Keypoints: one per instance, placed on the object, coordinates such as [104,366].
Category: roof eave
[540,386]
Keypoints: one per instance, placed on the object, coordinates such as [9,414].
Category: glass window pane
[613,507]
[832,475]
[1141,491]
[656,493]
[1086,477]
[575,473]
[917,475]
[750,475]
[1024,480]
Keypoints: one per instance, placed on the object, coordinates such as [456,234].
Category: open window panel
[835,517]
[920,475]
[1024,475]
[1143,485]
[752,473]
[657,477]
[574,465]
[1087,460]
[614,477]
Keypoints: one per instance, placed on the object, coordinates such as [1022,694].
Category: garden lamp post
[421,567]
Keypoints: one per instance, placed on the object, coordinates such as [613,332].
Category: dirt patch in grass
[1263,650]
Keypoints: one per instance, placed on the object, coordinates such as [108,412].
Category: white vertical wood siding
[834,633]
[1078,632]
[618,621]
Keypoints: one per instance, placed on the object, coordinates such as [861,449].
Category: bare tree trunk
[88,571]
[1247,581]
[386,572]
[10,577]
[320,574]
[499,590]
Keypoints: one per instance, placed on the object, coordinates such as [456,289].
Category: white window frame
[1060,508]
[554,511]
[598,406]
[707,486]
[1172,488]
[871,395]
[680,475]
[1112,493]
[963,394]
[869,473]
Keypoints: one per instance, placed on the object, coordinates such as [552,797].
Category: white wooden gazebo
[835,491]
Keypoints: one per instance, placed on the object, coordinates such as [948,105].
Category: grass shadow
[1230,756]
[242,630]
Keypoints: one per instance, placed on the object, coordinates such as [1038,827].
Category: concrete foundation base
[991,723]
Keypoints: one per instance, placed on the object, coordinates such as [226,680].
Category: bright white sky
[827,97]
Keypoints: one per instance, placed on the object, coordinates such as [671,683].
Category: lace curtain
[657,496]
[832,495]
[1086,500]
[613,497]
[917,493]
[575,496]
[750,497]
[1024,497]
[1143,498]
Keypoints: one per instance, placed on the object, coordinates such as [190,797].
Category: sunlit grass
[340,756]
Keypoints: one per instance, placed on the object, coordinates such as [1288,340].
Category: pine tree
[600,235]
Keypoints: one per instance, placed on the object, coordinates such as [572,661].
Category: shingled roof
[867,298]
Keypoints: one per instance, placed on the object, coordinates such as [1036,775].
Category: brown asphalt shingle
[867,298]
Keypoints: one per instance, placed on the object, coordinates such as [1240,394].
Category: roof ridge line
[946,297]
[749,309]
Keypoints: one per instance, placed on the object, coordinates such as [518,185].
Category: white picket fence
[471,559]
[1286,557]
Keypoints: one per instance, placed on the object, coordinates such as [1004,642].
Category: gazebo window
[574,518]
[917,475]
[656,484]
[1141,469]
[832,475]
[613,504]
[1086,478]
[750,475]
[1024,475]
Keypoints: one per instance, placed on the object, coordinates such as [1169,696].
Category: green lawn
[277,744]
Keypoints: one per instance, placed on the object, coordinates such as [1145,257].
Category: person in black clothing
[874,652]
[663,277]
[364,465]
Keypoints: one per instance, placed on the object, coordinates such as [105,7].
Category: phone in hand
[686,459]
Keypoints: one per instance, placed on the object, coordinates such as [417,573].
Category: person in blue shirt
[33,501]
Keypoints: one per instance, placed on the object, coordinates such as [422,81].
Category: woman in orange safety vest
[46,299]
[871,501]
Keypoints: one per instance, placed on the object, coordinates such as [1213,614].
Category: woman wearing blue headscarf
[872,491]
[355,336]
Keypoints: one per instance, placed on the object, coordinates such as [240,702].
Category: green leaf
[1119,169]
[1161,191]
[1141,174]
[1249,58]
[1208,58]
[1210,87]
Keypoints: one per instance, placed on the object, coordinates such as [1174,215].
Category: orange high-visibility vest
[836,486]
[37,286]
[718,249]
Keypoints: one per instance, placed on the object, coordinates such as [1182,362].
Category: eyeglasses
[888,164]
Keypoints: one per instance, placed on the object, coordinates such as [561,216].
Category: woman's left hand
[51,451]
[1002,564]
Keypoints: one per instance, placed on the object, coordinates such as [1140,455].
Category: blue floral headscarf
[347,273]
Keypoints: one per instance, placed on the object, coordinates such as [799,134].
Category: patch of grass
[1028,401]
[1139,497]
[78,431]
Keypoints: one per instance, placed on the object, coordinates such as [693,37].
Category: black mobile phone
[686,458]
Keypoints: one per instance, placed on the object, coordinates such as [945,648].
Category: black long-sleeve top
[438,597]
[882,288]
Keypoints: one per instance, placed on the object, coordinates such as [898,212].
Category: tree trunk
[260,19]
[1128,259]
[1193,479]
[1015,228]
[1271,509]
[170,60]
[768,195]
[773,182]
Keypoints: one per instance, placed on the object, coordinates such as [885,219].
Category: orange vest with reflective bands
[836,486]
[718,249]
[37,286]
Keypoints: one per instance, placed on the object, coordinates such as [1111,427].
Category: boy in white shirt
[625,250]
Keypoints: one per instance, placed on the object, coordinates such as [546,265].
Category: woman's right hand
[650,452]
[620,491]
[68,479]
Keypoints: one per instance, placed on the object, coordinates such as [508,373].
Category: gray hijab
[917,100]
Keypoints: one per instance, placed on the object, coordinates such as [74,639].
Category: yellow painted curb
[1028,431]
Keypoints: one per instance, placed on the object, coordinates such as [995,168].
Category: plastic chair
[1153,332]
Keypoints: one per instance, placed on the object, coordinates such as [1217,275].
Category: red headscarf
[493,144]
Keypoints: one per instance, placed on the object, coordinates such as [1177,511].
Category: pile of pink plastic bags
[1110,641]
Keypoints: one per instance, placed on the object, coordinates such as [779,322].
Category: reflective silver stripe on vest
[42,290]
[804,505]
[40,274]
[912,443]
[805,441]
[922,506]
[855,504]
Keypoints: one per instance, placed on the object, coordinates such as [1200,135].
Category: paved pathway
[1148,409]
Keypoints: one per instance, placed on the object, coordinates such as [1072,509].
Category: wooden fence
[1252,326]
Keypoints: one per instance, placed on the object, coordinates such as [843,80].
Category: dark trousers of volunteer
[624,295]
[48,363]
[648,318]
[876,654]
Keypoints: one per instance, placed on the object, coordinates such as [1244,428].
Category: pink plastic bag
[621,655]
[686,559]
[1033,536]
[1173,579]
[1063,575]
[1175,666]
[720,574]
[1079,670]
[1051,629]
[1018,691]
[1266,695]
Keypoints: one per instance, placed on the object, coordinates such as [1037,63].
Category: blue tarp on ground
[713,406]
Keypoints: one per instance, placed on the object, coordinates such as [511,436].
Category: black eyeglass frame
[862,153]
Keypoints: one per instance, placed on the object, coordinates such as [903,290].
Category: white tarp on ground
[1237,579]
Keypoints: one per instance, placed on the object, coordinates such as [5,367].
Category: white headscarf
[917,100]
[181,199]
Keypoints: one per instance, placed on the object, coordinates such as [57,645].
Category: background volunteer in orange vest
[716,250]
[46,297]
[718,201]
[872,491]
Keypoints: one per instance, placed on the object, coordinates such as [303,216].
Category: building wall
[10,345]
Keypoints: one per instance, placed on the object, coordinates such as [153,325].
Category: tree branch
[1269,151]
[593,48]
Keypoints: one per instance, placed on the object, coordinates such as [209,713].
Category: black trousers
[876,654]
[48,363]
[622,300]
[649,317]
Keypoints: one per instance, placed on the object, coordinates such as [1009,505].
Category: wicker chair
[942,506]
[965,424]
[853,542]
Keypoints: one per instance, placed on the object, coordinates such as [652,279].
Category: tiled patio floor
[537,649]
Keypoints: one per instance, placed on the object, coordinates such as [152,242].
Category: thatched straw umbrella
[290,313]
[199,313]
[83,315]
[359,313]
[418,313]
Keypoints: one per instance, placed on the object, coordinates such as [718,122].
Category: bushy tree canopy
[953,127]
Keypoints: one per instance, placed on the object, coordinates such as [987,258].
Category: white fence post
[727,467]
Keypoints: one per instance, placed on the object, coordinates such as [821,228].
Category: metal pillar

--- --- ---

__PROBLEM__: Reproduce the part of the listing that opens with the line containing "such as [821,228]." and closes at the end of the listing, swapping "metal pillar" for "steel column" and leaving everything else unchanged.

__TASK SOLUTION__:
Keypoints: one per instance, placed on the object, coordinates such as [821,228].
Category: steel column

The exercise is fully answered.